#### Zu bearbeiten
**A)** Gib aus dem Forumsauszug zu Adobe CS4 und CS5 den Abschnitt von „Die Student &“ bis einschließlich „Zwecke genutzt werden?“ wortgetreu wieder.
**B)** Nenne alle Namen, die im Forumsauszug zu Adobe CS4 und CS5 in den mit „##“ beginnenden Beitragsüberschriften vor dem Datum stehen, und führe jeden Namen nur einmal auf.

===== Vorliegender Auszug

Ich kann dir das beim besten Willen nicht sagen, sorry.
Seitdem CS5 erschienen ist, gibt es CS4 bei Adobe (öffentlich) nicht mehr. Da Adobe aber die einzige
"sichere" Quelle für die gewünschten Daten wäre ... Pech gehabt.
Einzige Möglichkeit, die mir einfällt: Nochmal bei Adobe anrufen und fragen, ob es noch die Möglichkeit
gibt, für die Software Backup-Datenträger (oder die Trial-DVD) zu bestellen. Wenn das noch geht, dann
ist das nicht sehr teuer.

Gruß
Martin


----------



## Martin Schaefer (24. Juni 2010)

mita1982 hat gesagt.:


> http://cgi.ebay.de/ws/eBayISAPI.dll?ViewItem&item=220608226802&ssPageName=STRK:MEWNX:IT



Ich frag jetzt besser nicht, warum du diese Version in den USA gekauft hast.
Für das selbe Geld hättest du die aktuelle CS5 Web Premium Student and Teacher Version
hier in Deutschland bekommen.

Ich hoffe dir ist klar, dass du eine "educational" Version erworben hast?

Gruß
Martin


----------



## mita1982 (24. Juni 2010)

Weil die komerziel einsetzbar ist?!


----------



## Jan-Frederik Stieler (24. Juni 2010)

Also die deustche educational Version hat in Deutschland ca 700 Euro gekostet. Dann ist das doch ein guter Preis.


----------



## deepthroat (24. Juni 2010)

Hi.





mita1982 hat gesagt.:


> Weil die komerziel einsetzbar ist?!


Wie kommst du denn darauf?


> Educational Software from Microsoft, Adobe, Macromedia, Symantec, Corel, Autodesk1, Avid, Pinnacle, and many other major software manufacturers has the exact same features and functionality as the Full-Price, Full-Version Commercial, Consumer, and Retail versions of the software.
> 
> Educational Software has been deeply discounted by the software manufacturers to make it affordable to qualified Students, Teachers, Faculty, and Staff of qualified accredited U.S. Educational Institutions - including both K-12 and Higher Education institutions.
> 
> ...


Gruß


----------



## Martin Schaefer (24. Juni 2010)

Die Student & Teacher Versionen der Creative Suite 5 dürfen gewerblich genutzt werden!



			
				Adobe hat gesagt.:
			
		

> Darf eine Student and Teacher Edition für gewerbliche Zwecke genutzt werden?
> Ja. Kunden können das Produkt sowohl für private als auch gewerbliche Zwecke nutzen.


Quelle:
http://www.adobe.com/de/education/students/studentteacheredition/faq.html

Die Adobe CS5 Web Premium Student & Teacher kostet im deutschen Adobe Shop 415 Euro.
https://store2.adobe.com/cfusion/st...duct&categoryPath=/Applications/WebPremiumSTE

Gruß
Martin


----------



## Jan-Frederik Stieler (24. Juni 2010)

Die Grunzviecher, da haben die doch die Preise gesenkt .

==========
===== Ausgangsmaterial

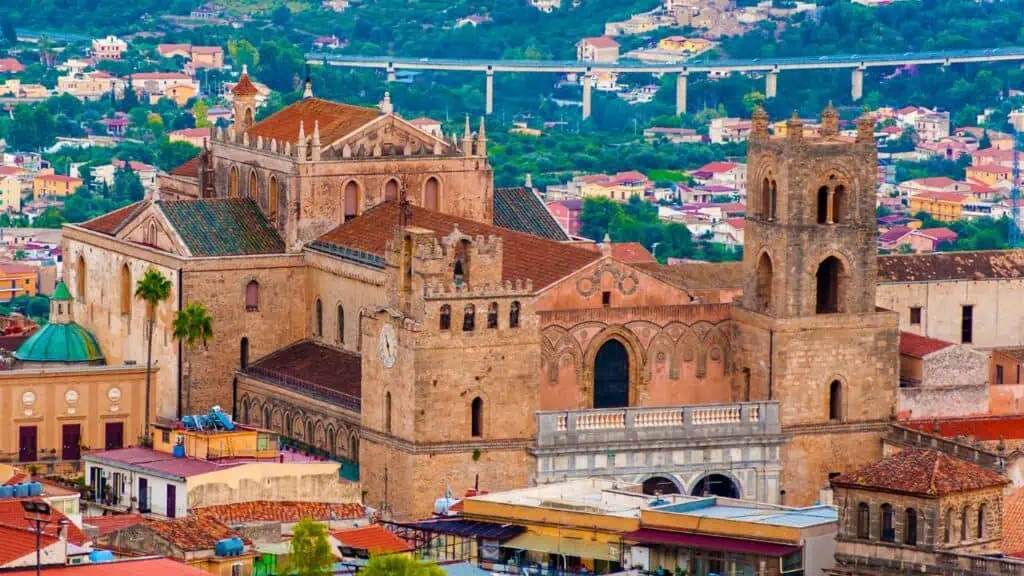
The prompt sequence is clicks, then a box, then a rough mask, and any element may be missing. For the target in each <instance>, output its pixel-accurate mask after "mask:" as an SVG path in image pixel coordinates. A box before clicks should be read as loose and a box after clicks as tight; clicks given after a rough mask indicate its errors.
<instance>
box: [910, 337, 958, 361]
mask: <svg viewBox="0 0 1024 576" xmlns="http://www.w3.org/2000/svg"><path fill="white" fill-rule="evenodd" d="M951 345H953V343H952V342H947V341H945V340H938V339H936V338H929V337H927V336H919V335H918V334H914V333H912V332H900V333H899V353H900V355H902V356H909V357H910V358H925V357H926V356H928V355H930V354H932V353H936V352H939V351H940V349H945V348H947V347H949V346H951Z"/></svg>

==========

#### Antworten je Aufgabe
**A)**
Die Student & Teacher Versionen der Creative Suite 5 dürfen gewerblich genutzt werden!



			
				Adobe hat gesagt.:
			
		

> Darf eine Student and Teacher Edition für gewerbliche Zwecke genutzt werden?

**B)**
Martin Schaefer
mita1982
Jan-Frederik Stieler
deepthroat